----- Task data -----
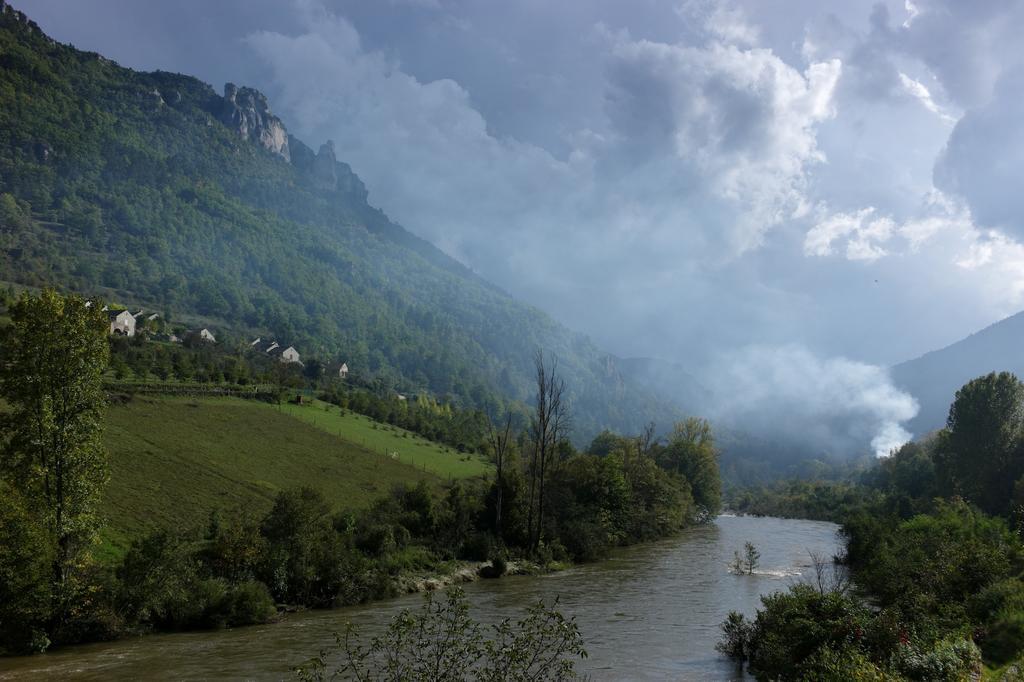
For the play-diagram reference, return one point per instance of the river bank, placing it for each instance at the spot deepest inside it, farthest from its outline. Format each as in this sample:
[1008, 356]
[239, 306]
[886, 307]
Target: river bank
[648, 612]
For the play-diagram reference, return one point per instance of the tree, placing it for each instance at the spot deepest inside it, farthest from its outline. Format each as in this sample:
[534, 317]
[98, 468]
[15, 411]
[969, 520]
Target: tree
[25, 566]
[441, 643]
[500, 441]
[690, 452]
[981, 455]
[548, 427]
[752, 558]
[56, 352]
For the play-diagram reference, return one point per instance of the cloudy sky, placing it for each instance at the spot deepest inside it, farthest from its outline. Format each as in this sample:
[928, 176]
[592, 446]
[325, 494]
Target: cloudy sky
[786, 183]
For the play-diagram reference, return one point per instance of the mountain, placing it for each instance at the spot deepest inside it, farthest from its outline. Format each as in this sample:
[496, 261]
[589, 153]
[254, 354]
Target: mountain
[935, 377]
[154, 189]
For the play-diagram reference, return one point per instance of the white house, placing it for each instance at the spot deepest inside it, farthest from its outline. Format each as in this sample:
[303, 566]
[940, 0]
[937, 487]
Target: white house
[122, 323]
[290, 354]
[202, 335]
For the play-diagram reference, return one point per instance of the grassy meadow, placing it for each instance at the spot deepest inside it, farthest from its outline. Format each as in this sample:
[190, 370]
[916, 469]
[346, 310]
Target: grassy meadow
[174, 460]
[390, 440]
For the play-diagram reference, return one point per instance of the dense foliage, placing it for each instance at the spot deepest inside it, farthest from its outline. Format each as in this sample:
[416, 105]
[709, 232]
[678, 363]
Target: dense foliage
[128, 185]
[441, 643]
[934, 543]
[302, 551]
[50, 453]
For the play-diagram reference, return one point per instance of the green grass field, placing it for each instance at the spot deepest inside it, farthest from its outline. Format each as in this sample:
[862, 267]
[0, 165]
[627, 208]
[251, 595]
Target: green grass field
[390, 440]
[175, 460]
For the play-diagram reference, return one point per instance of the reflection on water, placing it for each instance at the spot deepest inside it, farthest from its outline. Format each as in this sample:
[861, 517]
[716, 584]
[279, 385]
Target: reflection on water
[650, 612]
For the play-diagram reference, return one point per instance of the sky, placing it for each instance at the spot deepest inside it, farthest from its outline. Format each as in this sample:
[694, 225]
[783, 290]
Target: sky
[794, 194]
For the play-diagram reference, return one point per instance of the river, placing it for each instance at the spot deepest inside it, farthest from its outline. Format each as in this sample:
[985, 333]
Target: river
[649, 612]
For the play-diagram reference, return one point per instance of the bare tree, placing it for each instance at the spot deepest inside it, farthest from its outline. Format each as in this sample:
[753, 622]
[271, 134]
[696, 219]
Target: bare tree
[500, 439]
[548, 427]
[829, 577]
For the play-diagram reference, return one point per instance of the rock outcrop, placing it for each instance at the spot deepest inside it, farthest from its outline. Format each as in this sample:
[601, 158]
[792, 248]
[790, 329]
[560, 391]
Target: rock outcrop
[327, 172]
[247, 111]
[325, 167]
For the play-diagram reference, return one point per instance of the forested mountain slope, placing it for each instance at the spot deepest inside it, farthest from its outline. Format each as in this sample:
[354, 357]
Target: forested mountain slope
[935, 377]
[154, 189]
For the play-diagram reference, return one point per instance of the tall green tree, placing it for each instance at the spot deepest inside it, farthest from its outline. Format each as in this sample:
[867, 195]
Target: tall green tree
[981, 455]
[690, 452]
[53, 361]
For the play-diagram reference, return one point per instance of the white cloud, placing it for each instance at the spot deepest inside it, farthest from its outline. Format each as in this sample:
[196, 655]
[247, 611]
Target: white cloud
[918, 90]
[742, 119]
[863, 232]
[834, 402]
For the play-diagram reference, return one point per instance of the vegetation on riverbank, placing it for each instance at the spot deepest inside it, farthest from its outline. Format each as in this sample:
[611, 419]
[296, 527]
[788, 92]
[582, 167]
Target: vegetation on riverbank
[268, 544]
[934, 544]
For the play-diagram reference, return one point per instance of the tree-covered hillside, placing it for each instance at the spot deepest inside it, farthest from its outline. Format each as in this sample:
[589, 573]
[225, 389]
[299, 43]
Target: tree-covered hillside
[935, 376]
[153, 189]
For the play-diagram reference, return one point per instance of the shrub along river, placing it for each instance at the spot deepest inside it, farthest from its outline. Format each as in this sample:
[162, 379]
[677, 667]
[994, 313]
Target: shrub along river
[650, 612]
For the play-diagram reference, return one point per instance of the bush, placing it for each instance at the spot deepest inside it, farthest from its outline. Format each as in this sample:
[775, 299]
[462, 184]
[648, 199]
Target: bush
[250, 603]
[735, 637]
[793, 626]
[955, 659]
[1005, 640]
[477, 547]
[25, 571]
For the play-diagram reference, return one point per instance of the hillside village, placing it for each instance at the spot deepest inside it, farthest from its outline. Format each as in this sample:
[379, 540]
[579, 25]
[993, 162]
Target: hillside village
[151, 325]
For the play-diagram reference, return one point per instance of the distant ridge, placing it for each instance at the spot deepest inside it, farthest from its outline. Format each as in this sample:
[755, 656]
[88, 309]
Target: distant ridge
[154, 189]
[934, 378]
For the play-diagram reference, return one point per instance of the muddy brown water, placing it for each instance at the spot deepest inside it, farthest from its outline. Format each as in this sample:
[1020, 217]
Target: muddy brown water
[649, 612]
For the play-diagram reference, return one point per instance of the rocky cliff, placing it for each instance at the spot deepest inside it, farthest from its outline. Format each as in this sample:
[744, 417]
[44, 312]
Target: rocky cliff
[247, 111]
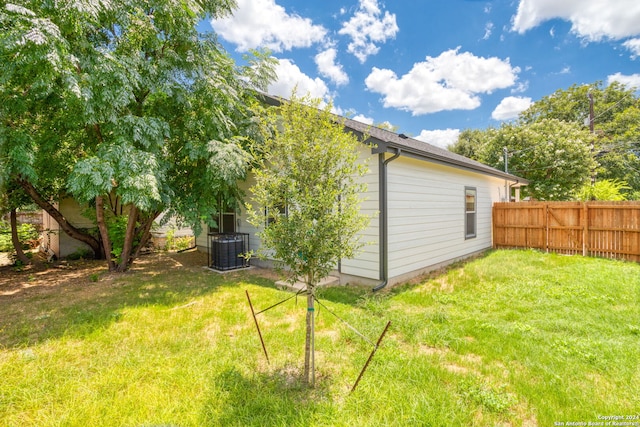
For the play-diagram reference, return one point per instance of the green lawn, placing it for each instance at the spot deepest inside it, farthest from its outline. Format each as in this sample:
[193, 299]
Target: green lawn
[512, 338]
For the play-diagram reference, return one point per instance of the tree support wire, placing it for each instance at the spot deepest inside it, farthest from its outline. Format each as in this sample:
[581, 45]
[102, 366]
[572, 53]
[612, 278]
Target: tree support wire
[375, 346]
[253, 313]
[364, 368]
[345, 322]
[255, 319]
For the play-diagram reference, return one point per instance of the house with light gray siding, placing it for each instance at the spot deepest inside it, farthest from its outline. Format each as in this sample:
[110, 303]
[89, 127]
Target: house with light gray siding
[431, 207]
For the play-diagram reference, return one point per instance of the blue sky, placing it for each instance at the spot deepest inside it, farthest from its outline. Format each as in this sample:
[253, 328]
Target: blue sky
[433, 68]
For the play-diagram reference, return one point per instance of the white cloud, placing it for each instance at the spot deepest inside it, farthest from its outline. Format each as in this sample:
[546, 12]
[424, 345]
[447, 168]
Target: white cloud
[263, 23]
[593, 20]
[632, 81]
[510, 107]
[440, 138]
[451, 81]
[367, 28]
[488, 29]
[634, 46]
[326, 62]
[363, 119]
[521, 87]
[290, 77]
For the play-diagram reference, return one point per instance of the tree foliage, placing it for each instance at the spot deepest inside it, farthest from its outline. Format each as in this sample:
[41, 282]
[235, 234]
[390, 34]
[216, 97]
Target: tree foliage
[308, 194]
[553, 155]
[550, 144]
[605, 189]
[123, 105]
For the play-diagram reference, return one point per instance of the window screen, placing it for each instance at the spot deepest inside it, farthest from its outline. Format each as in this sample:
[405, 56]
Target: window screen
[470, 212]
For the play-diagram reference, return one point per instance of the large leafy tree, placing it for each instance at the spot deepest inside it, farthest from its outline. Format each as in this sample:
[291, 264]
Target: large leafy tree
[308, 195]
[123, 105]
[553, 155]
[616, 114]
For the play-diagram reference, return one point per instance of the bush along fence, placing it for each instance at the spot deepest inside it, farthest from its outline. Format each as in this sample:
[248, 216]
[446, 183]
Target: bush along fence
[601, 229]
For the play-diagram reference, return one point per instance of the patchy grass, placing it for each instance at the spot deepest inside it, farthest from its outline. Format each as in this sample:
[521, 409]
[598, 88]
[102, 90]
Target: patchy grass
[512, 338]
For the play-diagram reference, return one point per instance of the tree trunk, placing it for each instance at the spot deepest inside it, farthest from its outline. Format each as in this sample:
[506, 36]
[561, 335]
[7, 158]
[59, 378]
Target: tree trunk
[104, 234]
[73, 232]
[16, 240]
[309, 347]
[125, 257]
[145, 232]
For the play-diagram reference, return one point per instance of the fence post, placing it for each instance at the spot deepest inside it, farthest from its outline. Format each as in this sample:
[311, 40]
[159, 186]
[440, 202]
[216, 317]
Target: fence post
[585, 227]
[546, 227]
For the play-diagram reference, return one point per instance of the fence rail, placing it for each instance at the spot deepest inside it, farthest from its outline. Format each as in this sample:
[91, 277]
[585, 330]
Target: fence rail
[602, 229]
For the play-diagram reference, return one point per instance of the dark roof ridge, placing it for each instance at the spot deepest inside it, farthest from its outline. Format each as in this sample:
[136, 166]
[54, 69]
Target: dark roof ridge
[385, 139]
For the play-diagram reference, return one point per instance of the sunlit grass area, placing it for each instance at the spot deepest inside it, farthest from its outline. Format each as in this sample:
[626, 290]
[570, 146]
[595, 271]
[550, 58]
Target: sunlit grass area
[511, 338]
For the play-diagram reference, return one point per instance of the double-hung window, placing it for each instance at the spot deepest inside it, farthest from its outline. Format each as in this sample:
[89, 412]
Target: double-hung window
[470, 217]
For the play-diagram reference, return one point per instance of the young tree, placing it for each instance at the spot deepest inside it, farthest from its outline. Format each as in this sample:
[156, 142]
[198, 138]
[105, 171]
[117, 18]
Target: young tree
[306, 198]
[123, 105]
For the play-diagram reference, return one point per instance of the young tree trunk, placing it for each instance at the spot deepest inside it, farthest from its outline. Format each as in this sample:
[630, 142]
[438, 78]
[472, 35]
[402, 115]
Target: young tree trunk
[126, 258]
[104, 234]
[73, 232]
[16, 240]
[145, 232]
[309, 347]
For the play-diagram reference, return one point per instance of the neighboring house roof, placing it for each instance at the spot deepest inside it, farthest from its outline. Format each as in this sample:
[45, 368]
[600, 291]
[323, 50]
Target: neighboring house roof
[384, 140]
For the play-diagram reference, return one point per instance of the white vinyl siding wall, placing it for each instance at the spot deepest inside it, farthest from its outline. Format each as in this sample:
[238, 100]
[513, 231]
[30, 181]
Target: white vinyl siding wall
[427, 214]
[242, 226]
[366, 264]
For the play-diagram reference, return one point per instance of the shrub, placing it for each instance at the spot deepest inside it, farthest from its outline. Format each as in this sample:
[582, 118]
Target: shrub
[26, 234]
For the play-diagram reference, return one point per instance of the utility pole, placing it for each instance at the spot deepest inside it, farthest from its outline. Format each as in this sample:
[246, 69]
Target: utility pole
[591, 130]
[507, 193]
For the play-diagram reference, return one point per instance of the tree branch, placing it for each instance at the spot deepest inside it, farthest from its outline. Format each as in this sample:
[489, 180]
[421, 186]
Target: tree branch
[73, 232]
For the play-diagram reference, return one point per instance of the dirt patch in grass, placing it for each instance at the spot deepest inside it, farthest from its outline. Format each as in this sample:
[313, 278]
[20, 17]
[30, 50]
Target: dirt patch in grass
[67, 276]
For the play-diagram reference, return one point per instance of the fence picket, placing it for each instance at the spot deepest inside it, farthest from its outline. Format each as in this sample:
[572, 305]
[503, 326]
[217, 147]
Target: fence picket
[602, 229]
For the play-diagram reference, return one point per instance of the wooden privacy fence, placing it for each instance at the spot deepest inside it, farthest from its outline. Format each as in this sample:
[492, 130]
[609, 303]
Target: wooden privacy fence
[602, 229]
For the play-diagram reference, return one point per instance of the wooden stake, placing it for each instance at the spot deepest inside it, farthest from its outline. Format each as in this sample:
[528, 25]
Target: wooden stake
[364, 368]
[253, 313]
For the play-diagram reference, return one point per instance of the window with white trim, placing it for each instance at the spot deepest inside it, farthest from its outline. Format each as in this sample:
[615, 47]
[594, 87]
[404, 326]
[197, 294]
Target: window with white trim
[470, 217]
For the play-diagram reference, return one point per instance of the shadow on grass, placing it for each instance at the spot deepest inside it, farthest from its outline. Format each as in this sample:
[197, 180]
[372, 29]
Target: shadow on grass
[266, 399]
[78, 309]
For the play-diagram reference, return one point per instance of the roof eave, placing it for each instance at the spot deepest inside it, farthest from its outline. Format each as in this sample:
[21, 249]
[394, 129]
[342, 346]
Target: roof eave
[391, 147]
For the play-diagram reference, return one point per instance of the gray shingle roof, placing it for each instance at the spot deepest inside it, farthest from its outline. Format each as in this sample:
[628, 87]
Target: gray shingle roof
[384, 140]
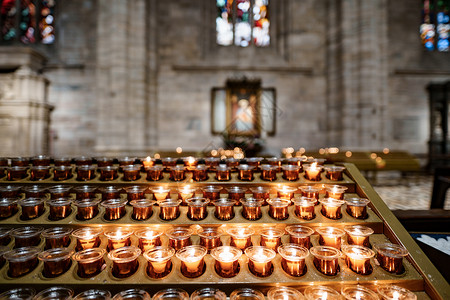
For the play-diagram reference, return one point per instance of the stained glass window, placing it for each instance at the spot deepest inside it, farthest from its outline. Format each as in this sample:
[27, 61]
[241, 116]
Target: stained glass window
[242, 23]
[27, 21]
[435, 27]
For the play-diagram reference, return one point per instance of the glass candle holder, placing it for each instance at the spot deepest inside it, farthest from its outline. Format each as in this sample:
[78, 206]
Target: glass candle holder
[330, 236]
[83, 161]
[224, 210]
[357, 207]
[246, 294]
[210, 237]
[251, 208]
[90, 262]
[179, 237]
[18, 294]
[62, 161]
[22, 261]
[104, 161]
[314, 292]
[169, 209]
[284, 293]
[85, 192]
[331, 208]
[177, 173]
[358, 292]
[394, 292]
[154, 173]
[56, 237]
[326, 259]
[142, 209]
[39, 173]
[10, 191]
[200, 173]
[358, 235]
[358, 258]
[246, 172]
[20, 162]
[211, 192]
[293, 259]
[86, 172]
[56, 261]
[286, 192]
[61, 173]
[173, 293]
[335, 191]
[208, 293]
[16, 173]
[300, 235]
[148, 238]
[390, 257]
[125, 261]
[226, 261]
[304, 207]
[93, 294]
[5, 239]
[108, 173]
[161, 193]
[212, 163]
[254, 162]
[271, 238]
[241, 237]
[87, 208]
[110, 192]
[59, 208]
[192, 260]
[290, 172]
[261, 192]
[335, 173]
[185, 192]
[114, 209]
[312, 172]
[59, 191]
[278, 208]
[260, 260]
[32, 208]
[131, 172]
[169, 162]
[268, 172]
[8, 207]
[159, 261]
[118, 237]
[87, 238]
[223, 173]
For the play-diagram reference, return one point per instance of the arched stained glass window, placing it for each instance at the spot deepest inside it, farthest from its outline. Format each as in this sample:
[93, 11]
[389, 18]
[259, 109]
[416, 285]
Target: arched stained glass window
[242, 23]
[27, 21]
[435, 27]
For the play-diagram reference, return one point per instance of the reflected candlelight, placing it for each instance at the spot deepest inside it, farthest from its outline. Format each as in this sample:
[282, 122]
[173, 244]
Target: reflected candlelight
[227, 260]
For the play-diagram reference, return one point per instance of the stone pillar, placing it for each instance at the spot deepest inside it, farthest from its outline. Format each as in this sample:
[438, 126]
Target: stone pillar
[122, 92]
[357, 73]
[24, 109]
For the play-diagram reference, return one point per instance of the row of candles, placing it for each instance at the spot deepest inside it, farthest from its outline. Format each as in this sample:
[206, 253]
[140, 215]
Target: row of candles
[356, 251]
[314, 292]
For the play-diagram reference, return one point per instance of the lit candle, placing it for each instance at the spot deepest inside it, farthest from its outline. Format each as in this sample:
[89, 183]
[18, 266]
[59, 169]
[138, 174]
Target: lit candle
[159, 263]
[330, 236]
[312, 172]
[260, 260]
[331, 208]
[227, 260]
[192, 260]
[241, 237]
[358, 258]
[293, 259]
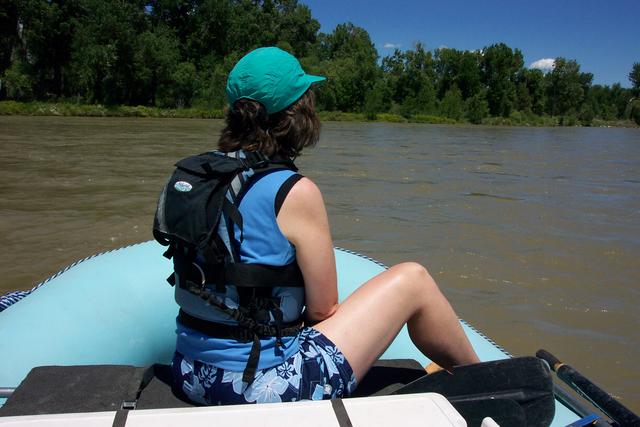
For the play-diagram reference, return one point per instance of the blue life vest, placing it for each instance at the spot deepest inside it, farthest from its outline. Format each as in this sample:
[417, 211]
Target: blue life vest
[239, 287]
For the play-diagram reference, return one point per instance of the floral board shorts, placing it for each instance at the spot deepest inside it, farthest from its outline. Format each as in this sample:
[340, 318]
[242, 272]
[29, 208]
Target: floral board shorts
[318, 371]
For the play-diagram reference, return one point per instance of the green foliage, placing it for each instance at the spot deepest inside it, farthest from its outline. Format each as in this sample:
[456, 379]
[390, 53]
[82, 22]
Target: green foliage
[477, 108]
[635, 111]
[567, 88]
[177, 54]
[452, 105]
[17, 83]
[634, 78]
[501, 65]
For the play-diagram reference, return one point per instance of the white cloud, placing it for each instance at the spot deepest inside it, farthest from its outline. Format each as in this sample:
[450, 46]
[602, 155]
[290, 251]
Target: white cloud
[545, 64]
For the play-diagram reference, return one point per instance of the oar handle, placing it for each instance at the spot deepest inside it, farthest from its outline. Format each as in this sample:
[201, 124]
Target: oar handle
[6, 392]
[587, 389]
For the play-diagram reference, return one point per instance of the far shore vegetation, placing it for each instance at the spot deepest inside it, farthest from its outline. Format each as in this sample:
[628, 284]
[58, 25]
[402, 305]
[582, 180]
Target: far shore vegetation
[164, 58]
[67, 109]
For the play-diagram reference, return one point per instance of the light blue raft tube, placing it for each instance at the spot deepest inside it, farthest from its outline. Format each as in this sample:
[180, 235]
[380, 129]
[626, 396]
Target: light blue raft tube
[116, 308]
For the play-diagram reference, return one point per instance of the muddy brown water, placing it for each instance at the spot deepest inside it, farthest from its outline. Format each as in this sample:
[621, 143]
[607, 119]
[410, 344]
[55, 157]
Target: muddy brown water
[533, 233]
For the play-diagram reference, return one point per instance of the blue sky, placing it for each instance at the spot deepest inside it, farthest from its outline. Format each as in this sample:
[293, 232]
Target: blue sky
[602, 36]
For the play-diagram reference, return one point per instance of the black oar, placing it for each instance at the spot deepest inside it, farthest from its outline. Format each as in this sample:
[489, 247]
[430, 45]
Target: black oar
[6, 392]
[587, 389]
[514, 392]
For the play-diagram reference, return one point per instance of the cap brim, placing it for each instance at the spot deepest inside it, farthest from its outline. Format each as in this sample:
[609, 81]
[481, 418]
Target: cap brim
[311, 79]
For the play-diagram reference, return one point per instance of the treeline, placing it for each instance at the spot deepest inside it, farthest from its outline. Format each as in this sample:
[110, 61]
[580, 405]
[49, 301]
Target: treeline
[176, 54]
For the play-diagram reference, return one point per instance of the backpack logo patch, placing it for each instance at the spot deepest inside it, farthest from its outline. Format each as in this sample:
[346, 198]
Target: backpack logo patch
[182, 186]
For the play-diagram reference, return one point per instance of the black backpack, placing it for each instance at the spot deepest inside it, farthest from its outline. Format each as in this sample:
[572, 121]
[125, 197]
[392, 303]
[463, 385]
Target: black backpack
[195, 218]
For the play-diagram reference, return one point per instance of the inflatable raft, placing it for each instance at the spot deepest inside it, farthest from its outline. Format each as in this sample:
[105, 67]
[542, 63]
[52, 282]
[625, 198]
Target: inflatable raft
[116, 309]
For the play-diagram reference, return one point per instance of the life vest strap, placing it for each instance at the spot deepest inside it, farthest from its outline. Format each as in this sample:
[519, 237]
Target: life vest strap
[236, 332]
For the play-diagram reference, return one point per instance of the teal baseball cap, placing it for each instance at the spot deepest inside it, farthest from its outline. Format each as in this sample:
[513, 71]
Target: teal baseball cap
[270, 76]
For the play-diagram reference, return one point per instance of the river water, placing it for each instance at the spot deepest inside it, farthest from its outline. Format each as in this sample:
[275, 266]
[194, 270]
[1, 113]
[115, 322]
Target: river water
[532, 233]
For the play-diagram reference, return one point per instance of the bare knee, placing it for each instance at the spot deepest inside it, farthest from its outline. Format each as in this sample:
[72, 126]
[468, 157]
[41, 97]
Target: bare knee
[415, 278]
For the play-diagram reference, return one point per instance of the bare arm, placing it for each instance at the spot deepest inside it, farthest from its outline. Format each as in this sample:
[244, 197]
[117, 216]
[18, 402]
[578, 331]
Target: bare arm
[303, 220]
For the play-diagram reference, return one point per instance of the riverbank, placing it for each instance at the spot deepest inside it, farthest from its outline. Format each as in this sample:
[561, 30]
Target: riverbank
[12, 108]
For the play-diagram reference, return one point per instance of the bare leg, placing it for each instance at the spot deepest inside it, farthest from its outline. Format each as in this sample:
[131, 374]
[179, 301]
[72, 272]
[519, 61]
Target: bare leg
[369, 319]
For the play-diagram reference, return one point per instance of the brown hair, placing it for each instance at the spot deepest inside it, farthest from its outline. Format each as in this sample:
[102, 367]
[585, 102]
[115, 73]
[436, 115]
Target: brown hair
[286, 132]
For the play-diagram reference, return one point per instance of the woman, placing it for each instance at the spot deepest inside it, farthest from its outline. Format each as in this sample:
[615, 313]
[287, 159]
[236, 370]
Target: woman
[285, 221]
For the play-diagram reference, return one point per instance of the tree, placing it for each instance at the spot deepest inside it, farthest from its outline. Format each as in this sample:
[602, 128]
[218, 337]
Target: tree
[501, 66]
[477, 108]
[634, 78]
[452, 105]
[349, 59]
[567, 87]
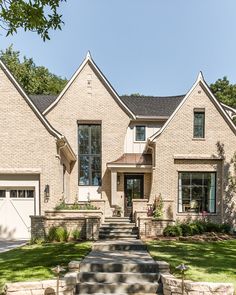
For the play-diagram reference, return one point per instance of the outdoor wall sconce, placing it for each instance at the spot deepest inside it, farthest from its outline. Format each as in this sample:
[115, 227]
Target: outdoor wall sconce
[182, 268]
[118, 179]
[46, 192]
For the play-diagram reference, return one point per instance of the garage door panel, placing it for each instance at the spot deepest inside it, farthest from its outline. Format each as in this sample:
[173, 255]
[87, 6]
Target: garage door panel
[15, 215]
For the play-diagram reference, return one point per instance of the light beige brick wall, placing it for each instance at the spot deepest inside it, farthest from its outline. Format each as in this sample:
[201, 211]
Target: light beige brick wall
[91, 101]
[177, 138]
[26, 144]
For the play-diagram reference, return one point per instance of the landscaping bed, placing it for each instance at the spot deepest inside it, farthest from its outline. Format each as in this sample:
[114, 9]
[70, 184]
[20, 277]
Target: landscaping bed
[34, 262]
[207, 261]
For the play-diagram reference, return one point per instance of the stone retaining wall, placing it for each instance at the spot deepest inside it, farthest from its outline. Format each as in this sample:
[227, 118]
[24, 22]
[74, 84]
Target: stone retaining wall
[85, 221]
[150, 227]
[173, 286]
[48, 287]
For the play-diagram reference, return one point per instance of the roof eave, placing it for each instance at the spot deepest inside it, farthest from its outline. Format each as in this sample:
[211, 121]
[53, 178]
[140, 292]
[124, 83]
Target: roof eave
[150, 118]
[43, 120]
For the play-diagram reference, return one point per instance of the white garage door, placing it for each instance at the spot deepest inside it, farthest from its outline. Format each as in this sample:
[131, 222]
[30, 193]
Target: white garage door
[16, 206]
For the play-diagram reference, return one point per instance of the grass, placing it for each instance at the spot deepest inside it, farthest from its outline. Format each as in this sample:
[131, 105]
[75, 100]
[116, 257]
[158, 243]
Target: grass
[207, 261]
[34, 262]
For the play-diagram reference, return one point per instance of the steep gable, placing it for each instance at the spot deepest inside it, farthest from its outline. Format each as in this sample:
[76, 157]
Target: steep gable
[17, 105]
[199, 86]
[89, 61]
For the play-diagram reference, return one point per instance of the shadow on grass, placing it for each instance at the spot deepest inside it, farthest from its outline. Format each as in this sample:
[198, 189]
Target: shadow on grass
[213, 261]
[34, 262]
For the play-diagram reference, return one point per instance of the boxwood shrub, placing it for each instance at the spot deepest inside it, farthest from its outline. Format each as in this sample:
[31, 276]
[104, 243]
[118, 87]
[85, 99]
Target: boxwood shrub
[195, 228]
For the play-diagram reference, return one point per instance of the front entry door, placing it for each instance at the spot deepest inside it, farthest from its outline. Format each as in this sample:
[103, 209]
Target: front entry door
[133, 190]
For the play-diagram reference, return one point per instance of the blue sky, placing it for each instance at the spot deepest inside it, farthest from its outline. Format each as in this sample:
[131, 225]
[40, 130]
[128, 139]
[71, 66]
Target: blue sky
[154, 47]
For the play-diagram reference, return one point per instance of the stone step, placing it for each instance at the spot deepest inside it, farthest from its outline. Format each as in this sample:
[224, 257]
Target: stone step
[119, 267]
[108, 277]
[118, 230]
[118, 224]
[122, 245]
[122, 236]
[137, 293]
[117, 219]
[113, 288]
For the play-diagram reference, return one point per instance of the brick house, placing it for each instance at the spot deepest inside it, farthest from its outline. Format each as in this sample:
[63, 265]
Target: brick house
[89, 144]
-----
Nothing but the lines from the one with "of the front" through the last line should be repeated, each exactly as it stands.

→ **Exercise solution**:
For the play-diagram reference, return one point per instance of the front entry door, placing it for each instance at the spot deepest inside it, farthest from its outline. Format each as in this sample:
[103, 209]
Target: front entry door
[133, 190]
For the play-diagram reference, return one point per instance of the blue sky, placing it for each instance at the spot deepest inside it, farthest from its outline. Format each as in this sample:
[131, 225]
[40, 130]
[128, 139]
[71, 66]
Target: blue sky
[154, 47]
For the play-diagram reference, return one point per instance of the stone step, placing it for each instance at the spot deepest inside it, farthest from its outline. Format each as in this sample:
[224, 257]
Target: stone step
[119, 267]
[108, 277]
[118, 230]
[118, 224]
[122, 245]
[122, 236]
[137, 293]
[117, 219]
[113, 288]
For the play-diagram reference, return one point per instance of the brick house, placing it for each instance at the spot deepest inside it, farthest from its outline. Format each as in this sample:
[63, 265]
Target: brick house
[89, 144]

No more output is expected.